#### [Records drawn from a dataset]
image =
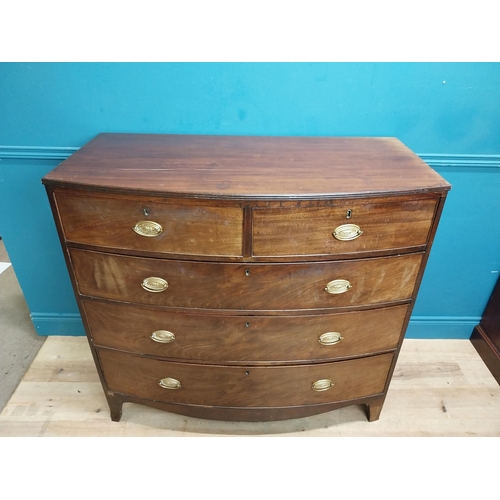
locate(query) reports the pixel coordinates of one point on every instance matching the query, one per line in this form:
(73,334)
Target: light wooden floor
(440,388)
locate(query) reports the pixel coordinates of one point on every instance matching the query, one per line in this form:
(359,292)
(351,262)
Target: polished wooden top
(247,167)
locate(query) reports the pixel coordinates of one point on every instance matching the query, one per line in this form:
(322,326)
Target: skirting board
(420,327)
(489,354)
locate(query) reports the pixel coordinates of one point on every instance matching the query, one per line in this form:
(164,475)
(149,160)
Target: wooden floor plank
(440,388)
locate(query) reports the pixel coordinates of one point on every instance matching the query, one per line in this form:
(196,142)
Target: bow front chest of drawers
(245,278)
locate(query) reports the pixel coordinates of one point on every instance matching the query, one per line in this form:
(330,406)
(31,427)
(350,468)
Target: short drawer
(244,386)
(143,224)
(230,338)
(351,226)
(214,285)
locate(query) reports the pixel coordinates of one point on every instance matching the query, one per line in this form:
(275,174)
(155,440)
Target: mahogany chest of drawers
(245,278)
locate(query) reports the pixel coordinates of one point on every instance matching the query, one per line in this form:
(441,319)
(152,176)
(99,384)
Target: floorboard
(439,388)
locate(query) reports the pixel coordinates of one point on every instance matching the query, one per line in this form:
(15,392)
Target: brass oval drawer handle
(170,383)
(148,228)
(322,385)
(162,336)
(154,284)
(338,286)
(347,232)
(330,338)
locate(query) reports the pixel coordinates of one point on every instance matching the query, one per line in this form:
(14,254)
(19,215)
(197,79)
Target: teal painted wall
(449,113)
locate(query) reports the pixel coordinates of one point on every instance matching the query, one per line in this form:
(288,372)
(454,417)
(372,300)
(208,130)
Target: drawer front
(167,227)
(215,338)
(244,386)
(371,226)
(247,287)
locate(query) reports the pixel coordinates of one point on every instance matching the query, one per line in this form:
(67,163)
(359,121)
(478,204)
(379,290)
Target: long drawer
(230,338)
(244,386)
(144,224)
(245,286)
(350,226)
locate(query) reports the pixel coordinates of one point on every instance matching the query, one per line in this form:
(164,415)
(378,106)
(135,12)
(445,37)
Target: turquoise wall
(448,113)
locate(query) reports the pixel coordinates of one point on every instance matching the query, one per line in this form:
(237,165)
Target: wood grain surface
(439,388)
(245,386)
(245,338)
(241,167)
(212,285)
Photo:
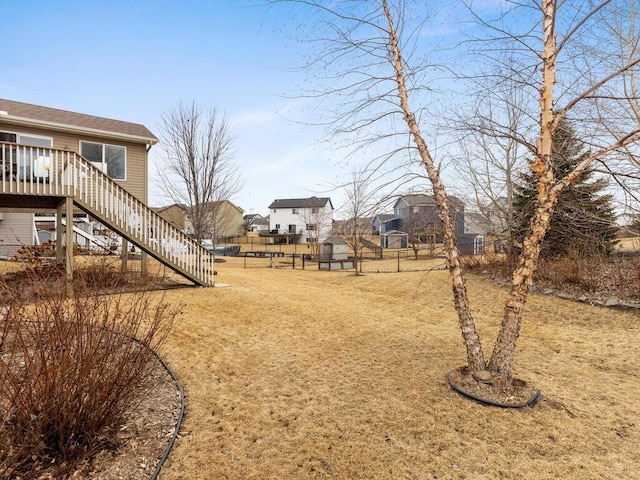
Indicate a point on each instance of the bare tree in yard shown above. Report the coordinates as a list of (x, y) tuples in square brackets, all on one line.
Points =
[(372, 38), (198, 165), (318, 225), (358, 209), (491, 158)]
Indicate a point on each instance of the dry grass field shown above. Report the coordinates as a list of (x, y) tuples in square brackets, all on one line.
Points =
[(293, 374)]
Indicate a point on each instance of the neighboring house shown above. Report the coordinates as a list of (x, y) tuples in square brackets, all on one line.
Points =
[(63, 162), (478, 223), (254, 222), (307, 220), (228, 220), (385, 222), (359, 226), (334, 248), (177, 215), (419, 212)]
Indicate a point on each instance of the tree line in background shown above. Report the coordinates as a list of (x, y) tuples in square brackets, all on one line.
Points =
[(549, 106), (551, 81)]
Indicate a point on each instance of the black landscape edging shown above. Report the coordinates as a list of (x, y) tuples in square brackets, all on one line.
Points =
[(535, 398), (174, 436)]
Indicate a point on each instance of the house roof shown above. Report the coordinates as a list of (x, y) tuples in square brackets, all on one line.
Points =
[(419, 199), (386, 217), (301, 202), (27, 114), (179, 205), (255, 219), (335, 241)]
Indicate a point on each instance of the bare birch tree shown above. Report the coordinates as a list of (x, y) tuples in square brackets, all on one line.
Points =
[(373, 40), (358, 209), (198, 169)]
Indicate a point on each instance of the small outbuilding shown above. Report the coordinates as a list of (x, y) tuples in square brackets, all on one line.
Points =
[(334, 248), (394, 239)]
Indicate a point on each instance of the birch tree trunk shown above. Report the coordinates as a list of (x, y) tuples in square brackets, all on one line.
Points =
[(502, 357), (475, 356)]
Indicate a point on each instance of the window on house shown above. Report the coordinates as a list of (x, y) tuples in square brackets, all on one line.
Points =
[(111, 159), (31, 162)]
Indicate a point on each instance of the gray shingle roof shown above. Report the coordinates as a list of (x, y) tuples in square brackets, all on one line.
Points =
[(80, 121), (301, 202), (417, 199)]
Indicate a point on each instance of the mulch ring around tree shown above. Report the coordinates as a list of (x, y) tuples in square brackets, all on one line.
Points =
[(490, 389)]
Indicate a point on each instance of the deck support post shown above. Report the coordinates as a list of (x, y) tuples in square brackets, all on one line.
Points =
[(59, 235), (124, 255), (144, 264), (69, 238)]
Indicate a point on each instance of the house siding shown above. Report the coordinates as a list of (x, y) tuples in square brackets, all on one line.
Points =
[(136, 156), (16, 229)]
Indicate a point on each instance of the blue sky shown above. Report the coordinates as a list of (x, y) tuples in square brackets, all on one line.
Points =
[(134, 60)]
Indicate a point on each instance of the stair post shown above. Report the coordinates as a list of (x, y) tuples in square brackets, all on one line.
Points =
[(68, 203)]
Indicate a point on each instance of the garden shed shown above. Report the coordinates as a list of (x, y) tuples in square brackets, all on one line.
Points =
[(394, 239), (334, 248)]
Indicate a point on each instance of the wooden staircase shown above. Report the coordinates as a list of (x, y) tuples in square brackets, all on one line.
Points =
[(45, 177)]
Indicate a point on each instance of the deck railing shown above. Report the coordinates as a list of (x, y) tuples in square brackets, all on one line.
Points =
[(37, 171)]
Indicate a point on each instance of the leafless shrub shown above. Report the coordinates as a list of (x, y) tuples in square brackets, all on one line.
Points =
[(69, 371)]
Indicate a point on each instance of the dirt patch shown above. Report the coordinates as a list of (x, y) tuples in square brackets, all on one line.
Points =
[(493, 390)]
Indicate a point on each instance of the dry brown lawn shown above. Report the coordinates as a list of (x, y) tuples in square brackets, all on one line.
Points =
[(306, 374)]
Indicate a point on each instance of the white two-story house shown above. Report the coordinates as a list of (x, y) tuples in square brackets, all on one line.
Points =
[(300, 220)]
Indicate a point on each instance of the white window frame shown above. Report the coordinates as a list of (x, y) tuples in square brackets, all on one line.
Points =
[(103, 165), (38, 166)]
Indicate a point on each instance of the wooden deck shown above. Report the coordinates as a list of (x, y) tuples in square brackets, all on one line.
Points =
[(44, 178)]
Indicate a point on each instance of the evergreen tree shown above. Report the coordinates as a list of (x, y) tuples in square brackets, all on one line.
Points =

#### [Your assignment]
Output the records verbatim, every one of them, and keep the pictures out.

#### [Solution for this exercise]
image =
locate(query) reports the pixel coordinates of one point on every instance matching the query, one per line in this form:
(73,334)
Target: light wooden floor
(440,388)
locate(query) reports the pixel coordinates of one point on every instance matching the query, one per line in this form:
(359,292)
(351,262)
Target: polished wooden top
(247,167)
locate(query) reports the pixel coordinates of one point on every instance matching the query, one per line in this form:
(322,326)
Target: skirting board
(420,327)
(489,354)
locate(query) reports the pixel coordinates of one point on every instance matching the query, one per line in this form:
(164,475)
(149,160)
Target: wooden floor plank
(440,388)
locate(query) reports the pixel coordinates of one point on every instance matching the query, one per line in this form:
(196,142)
Target: bow front chest of drawers
(245,278)
locate(query) reports the pixel coordinates of one point on every instance matching the query, one per line in this form:
(330,406)
(31,427)
(350,468)
Target: short drawer
(244,386)
(143,224)
(230,338)
(351,226)
(214,285)
locate(query) reports the pixel coordinates of one point on every instance matching the query, one per line in this form:
(275,174)
(155,440)
Target: mahogany chest of drawers
(245,278)
locate(query) reports the pixel coordinates of one point on every instance matching the query, one per line in this form:
(441,319)
(152,176)
(99,384)
Target: floorboard
(439,388)
locate(query) reports the pixel coordinates of one point on every instance matching the query, one per line in this form:
(15,392)
Target: brass oval drawer handle
(170,383)
(148,228)
(322,385)
(162,336)
(154,284)
(338,286)
(347,232)
(330,338)
locate(query) reports the pixel coordinates of one point on every instance matching the query, one per line in this form:
(14,254)
(19,215)
(197,79)
Target: teal painted wall
(449,113)
locate(query) reports the pixel coordinates of one point on every instance matching the query, one per line in this form:
(288,372)
(454,417)
(372,300)
(208,130)
Target: drawer front
(167,227)
(215,338)
(244,386)
(371,226)
(247,287)
locate(query) reports the pixel coordinates of one point on every instance matching the query, one per line in this form:
(67,163)
(359,121)
(478,204)
(379,290)
Target: long drawer
(230,338)
(244,386)
(144,224)
(245,286)
(350,226)
locate(query) reports the pixel coordinates of one point on every instance matching the query, one per line in this form:
(164,415)
(378,106)
(135,12)
(445,37)
Target: turquoise wall
(448,113)
locate(query) reports the pixel coordinates of one point on every instance matching the query, one per line in this form:
(237,165)
Target: wood grain surface
(439,388)
(245,386)
(245,338)
(241,167)
(212,285)
Photo:
Indicate a point on each instance of the bare tree in yard shown above. Report the coordinates as a list of (x, y) tuples in square brackets, all on one line.
Points =
[(372, 38), (198, 165), (318, 225), (358, 209), (491, 158)]
Indicate a point on each instance of the dry grass field shown above. Report the coordinates as a list of (x, y) tuples in square brackets, all on one line.
Points =
[(293, 374)]
Indicate a point on each instance of the neighboring house shown above. Report the coordinates as a list of (x, y) tuples in square brackets, all on one line.
Points =
[(63, 162), (478, 223), (254, 222), (307, 220), (228, 220), (385, 222), (359, 226), (334, 248), (177, 215), (419, 212)]
Indicate a point on each instance of the tree line in background shown above. Report the coordinates as a list of (x, y) tuples in square brackets, all on one line.
Points =
[(549, 106), (551, 81)]
Indicate a point on each instance of the black landscape edging shown above. Report the coordinates as a list of (x, y) tuples in square brackets, all on one line.
Points =
[(535, 398), (174, 436)]
Indicate a point on each instance of the house roof shown above. Report the coordinates as a list of (x, y) tuples in square brackets, all on one line.
Points =
[(419, 199), (386, 217), (301, 202), (27, 114), (179, 205), (255, 219), (335, 241)]
Indicate a point on each instance of the bare birch tree shown above. Report the coordinates as a list of (x, y) tuples in square brackets, all on one line.
Points =
[(373, 40), (358, 209), (198, 169)]
Indicate a point on each instance of the small outbuilding shown above. Report the coordinates as a list of (x, y) tuples in square brackets, all on one line.
Points =
[(334, 248), (394, 239)]
Indicate a point on each instance of the birch tree trunk shown above. Report the coordinates as a list of (x, y) tuples in square brackets, all on one line.
Points =
[(502, 357), (475, 356)]
Indicate a point on each instance of the window on house shown above. Report the coordinates as a list of (x, y) tuples in square brackets, all on one line.
Points =
[(111, 159), (31, 162)]
Indicate a point on each instance of the gray shingle roof shown above. Report the coordinates as a list of (x, y) tuples in square brackets, all on one line.
Points =
[(80, 121), (301, 202), (417, 199)]
Indicate a point on each instance of the mulch ring around tree shown above. Report the coordinates as a list of (x, y) tuples in square brackets, all on one line.
Points =
[(490, 389)]
Indicate a point on each instance of the deck support post shown above. Report the coordinates as a list of (x, y) tuples in square brackets, all on one line.
Points =
[(59, 235), (124, 255), (144, 264), (69, 238)]
Indicate a point on each instance of the house siding shown above. Report the coordinates as a list of (x, y) tuples in square brackets, all on one line.
Points =
[(136, 156), (16, 229)]
Indicate a point on each instance of the blue sky shown above. Report the coordinates as a list of (x, y) tuples in square brackets, all on one line.
Points =
[(134, 60)]
Indicate a point on each instance of the stair post shown above. Report the coordinates as a list of (x, y) tuples in square brackets, all on one line.
Points =
[(68, 203)]
Indicate a point on each instance of the garden shed shown above. Report the coordinates as a list of (x, y) tuples in square brackets, all on one line.
Points =
[(394, 239), (334, 248)]
Indicate a point on each instance of the wooden staircase shown above. Report the coordinates as a list of (x, y) tuples in square brackets, all on one line.
Points =
[(45, 177)]
Indicate a point on each instance of the deck railing shown above. Report the coordinates as a list of (x, y) tuples in square brackets, all on one line.
Points =
[(37, 171)]
Indicate a point on each instance of the leafless shrub shown above. Report the coordinates as a list of (x, y) tuples in square brackets, all on one line.
Points =
[(69, 371)]
Indicate a point on each instance of the dirt patch shown above. Report the coordinates as a list of (x, y) tuples in square brackets, all on one line.
Points =
[(493, 390)]
Indicate a point on each instance of the dry brown lawn shown above. Report the coordinates as a list of (x, y) tuples in square brackets, all on one line.
Points =
[(306, 374)]
Indicate a point on each instance of the white two-story house shown above. Report the coordinates as a list of (x, y) tuples in square brackets, all on one line.
Points =
[(300, 220)]
Indicate a point on each instance of the white window frame shown above. Report the coordinates as a list of (x, y) tuples in square brackets, all on one line.
Points =
[(103, 165), (38, 166)]
Indicate a point on each instance of the wooden deck shown above. Report the coordinates as a list of (x, y) tuples in square brackets, all on one line.
Points =
[(44, 178)]
Indicate a point on each instance of the evergreen tree shown above. Report the coordinates as a list of (x, y) tuples in square brackets, all on one line.
Points =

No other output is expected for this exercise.